YOUR OBJECTIVE — Retype the material below word for word, leaving out the pictures.

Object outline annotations

_ _ _

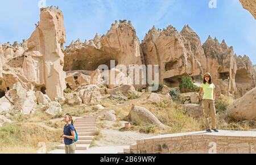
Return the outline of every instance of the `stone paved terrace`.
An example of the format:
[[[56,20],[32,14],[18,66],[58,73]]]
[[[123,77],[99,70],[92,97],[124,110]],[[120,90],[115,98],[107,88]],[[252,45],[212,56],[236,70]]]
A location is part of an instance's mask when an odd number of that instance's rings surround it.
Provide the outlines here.
[[[124,153],[256,154],[256,132],[220,130],[165,134],[137,141]]]

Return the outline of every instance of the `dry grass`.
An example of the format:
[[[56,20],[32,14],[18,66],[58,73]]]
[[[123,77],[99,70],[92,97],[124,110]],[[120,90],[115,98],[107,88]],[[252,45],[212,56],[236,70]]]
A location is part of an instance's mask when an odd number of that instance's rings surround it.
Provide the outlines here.
[[[0,128],[0,152],[35,153],[39,142],[46,144],[48,151],[59,144],[62,129],[49,130],[31,123],[16,123]]]

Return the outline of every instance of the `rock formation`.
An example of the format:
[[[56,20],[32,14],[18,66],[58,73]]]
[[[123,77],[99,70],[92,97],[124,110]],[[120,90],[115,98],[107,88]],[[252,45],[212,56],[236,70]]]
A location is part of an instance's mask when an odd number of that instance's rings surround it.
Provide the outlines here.
[[[24,75],[52,100],[63,96],[66,87],[63,71],[63,44],[65,42],[64,18],[58,9],[41,9],[40,21],[27,41],[24,53]]]
[[[187,32],[192,33],[186,26],[183,33],[187,37]],[[179,86],[182,75],[200,76],[203,71],[189,42],[171,26],[163,31],[153,27],[146,35],[142,48],[145,63],[159,65],[159,82],[167,86]],[[193,51],[197,53],[203,52],[196,49]]]
[[[225,40],[220,44],[216,37],[209,36],[203,48],[207,58],[207,72],[210,73],[213,82],[223,94],[233,97],[237,66],[233,47],[228,46]]]
[[[96,60],[97,59],[97,60]],[[110,68],[110,60],[115,66],[123,64],[141,65],[143,54],[135,30],[131,24],[120,21],[113,24],[107,34],[96,34],[93,40],[72,42],[65,50],[64,70],[95,70],[102,64]]]
[[[229,116],[235,120],[256,120],[256,88],[236,100],[229,107]]]
[[[112,63],[111,60],[114,61]],[[108,70],[123,65],[128,69],[129,65],[143,64],[143,55],[134,28],[126,21],[120,20],[119,24],[115,21],[112,25],[106,35],[96,34],[89,41],[82,43],[79,39],[72,42],[65,50],[64,69],[65,71],[94,71],[100,65],[105,65]],[[145,76],[143,74],[142,78]]]
[[[256,0],[239,0],[244,9],[249,10],[256,19]]]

_ _ _

RESULT —
Return the outline of every instance of the `stone paved terrace`.
An example of the format:
[[[56,20],[32,14],[18,66],[58,73]]]
[[[123,77],[99,70],[92,97],[124,110]],[[120,90],[115,98],[107,88]],[[252,45],[212,56],[236,70]]]
A location is part of an instance's mask when an odd number of that instance's rings surround it.
Provide the outlines here.
[[[124,153],[256,154],[256,132],[220,130],[165,134],[137,141]]]

Return the outline of every instance of the `dry grass`.
An example of the format:
[[[56,20],[32,14],[18,66],[58,73]]]
[[[123,77],[99,70],[92,97],[124,110]],[[120,90],[115,98],[107,88]],[[252,45],[212,56],[236,70]]]
A location is part of an instance's mask when an odd number of that instance's rings surround it.
Provide the outlines here.
[[[0,128],[0,152],[35,153],[39,142],[46,144],[48,151],[59,144],[62,129],[49,130],[31,123],[16,123]]]

Return the outline of every instance of the `rock formation`.
An example of the format:
[[[56,20],[32,14],[18,66],[58,73]]]
[[[123,77],[99,70],[92,97],[124,110]],[[120,90],[115,98],[107,88]],[[252,45],[212,56],[236,70]]]
A location is part of an instance's mask when an odd number of that instance's rings surround it.
Provide the outlines here.
[[[24,75],[52,100],[63,96],[66,87],[63,71],[63,44],[65,42],[64,18],[58,9],[41,9],[40,21],[27,41],[24,53]]]
[[[187,32],[192,33],[186,26],[183,33],[187,37]],[[179,86],[182,75],[200,76],[203,71],[189,42],[171,26],[163,31],[153,27],[146,35],[142,48],[145,63],[159,65],[159,82],[167,86]],[[193,51],[197,53],[203,52],[196,49]]]
[[[225,40],[220,44],[216,37],[209,36],[203,48],[207,58],[207,72],[210,73],[213,82],[223,94],[233,97],[237,66],[233,47],[228,46]]]
[[[96,60],[97,59],[97,60]],[[110,68],[110,60],[115,66],[123,64],[141,65],[143,54],[135,30],[131,24],[120,21],[113,24],[107,34],[96,34],[93,40],[72,42],[65,50],[64,70],[95,70],[102,64]]]
[[[229,116],[235,120],[256,120],[256,88],[236,100],[229,107]]]
[[[112,63],[111,60],[114,61]],[[108,70],[123,65],[128,69],[129,65],[143,64],[143,55],[134,28],[126,21],[120,20],[119,24],[115,21],[112,25],[106,35],[96,34],[89,41],[82,43],[79,39],[72,42],[65,50],[64,69],[65,71],[94,71],[100,65],[105,65]],[[145,76],[143,74],[142,78]]]
[[[256,0],[239,0],[244,9],[249,10],[256,19]]]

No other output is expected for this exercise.